WHAT YOU HAVE TO DO: Will you give every entry again exactly as it stands?
--- START MATERIAL FOR THIS TASK ---
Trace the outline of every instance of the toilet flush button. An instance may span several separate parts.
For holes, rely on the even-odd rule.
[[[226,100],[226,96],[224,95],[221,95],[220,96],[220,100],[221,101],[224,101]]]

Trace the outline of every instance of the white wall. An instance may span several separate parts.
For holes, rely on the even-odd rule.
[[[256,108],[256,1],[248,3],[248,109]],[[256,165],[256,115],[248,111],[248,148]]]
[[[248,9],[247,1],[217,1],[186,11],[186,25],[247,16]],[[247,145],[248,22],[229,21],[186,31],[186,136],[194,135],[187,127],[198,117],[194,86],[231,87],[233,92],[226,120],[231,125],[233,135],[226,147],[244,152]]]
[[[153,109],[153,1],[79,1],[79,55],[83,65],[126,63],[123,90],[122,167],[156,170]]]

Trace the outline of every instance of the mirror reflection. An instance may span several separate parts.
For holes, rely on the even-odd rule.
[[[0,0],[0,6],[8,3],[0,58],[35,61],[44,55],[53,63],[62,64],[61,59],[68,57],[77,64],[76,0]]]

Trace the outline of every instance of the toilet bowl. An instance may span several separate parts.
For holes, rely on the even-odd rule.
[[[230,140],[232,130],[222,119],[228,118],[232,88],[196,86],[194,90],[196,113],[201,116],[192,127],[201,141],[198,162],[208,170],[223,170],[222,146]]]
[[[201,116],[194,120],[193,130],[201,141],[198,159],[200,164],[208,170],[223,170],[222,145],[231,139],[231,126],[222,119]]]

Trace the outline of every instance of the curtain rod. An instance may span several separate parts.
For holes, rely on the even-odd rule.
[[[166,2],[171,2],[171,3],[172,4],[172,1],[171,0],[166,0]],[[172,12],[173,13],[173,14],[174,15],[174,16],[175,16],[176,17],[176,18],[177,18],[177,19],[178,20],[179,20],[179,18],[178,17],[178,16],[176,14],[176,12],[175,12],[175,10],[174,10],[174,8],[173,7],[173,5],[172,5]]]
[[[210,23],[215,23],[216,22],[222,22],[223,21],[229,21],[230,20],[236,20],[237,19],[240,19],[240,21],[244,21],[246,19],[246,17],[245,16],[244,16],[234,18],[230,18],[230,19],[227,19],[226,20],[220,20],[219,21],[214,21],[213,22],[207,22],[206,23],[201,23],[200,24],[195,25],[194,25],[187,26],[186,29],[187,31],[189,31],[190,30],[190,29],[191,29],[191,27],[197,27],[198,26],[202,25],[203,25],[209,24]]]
--- END MATERIAL FOR THIS TASK ---
FULL RESPONSE:
Trace the outline of every instance of the toilet flush button. An instance may span several separate parts.
For holes, rely on the even-odd rule.
[[[226,100],[226,96],[224,95],[221,95],[220,96],[220,100],[221,101],[224,101]]]

Trace the outline of every instance of the white wall. An instance may span several separate parts.
For holes, rely on the even-odd rule.
[[[256,108],[256,1],[248,3],[248,109]],[[256,165],[256,115],[248,111],[248,148]]]
[[[248,9],[247,1],[217,1],[186,11],[186,25],[247,16]],[[247,145],[248,22],[229,21],[186,31],[186,136],[194,135],[187,127],[198,117],[194,86],[231,87],[233,92],[226,120],[231,125],[233,135],[226,147],[244,152]]]
[[[153,109],[153,1],[79,1],[79,55],[83,65],[126,63],[123,90],[122,167],[156,170]]]

Trace the outline of every instance of the mirror reflection. An instance may span several separate parts.
For holes, rely on the even-odd rule.
[[[0,0],[0,6],[8,3],[0,58],[35,61],[44,55],[53,63],[62,64],[61,59],[68,57],[77,64],[76,0]]]

Trace the outline of every instance of the toilet bowl. An instance may span several separate parts.
For holes, rely on the even-odd rule.
[[[230,140],[232,130],[222,119],[228,118],[232,88],[196,86],[194,90],[196,113],[201,116],[192,127],[201,141],[198,162],[208,170],[223,170],[222,146]]]
[[[201,116],[194,120],[193,130],[201,141],[198,159],[200,164],[208,170],[223,170],[222,145],[231,139],[231,126],[222,119]]]

Trace the outline of every instance of the curtain rod. An instance may span several separate parts.
For holes, rely on the even-odd rule.
[[[166,2],[171,2],[171,3],[172,4],[172,1],[171,0],[166,0]],[[172,12],[173,13],[173,14],[174,15],[174,16],[175,16],[176,17],[176,18],[177,18],[177,19],[178,20],[179,20],[179,18],[178,17],[178,16],[176,14],[176,12],[175,12],[175,10],[174,10],[174,8],[173,7],[173,5],[172,5]]]
[[[210,23],[215,23],[216,22],[222,22],[223,21],[229,21],[230,20],[236,20],[237,19],[240,19],[240,21],[244,21],[246,19],[246,17],[245,16],[244,16],[234,18],[230,18],[230,19],[227,19],[226,20],[220,20],[219,21],[214,21],[213,22],[207,22],[206,23],[201,23],[200,24],[195,25],[194,25],[187,26],[186,29],[187,31],[189,31],[190,30],[190,29],[191,29],[191,27],[197,27],[198,26],[202,25],[203,25],[209,24]]]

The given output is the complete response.